-- Source information follows --

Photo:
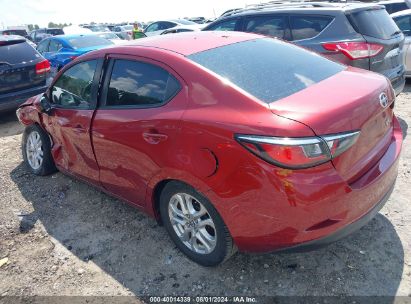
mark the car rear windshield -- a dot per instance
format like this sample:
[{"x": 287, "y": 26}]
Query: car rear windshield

-- Source information concluded --

Repeat the entries faithfully. Any picture gets left out.

Photo:
mark the car rear windshield -- a dot per instance
format like this sample:
[{"x": 287, "y": 26}]
Query: car rear windshield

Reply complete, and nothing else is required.